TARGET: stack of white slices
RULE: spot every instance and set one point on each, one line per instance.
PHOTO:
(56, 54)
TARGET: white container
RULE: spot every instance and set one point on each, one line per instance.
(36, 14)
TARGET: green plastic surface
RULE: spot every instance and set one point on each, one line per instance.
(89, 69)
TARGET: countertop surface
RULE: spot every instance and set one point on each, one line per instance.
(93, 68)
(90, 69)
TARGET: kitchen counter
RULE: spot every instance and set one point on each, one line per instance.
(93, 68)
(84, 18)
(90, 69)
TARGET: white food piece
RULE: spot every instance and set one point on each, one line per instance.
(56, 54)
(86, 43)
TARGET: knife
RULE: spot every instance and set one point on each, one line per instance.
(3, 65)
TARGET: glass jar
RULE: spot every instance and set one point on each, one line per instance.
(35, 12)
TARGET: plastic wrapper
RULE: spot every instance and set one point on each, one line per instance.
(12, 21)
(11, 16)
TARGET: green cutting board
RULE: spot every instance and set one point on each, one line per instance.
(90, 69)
━━━━━━━━━━━━━━━━━━━━━━━━━━━━━━
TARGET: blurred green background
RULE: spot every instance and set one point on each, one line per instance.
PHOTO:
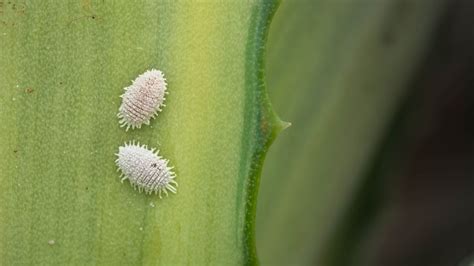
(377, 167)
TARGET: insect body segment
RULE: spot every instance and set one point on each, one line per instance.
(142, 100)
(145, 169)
━━━━━━━━━━━━━━━━━━━━━━━━━━━━━━
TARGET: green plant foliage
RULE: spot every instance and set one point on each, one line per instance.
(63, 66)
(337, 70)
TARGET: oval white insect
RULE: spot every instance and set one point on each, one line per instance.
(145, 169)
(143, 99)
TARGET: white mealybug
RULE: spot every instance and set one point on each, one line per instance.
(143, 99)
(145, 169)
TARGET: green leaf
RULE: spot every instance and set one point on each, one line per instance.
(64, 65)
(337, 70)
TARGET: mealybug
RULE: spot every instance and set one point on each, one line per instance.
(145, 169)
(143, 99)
━━━━━━━━━━━━━━━━━━━━━━━━━━━━━━
[Work task]
Every line of the records that includes the word "white" should be gathered.

[Response area]
TARGET: stack of white slices
TARGET: white container
TARGET: white food piece
TARGET: oval white insect
TARGET: white mealybug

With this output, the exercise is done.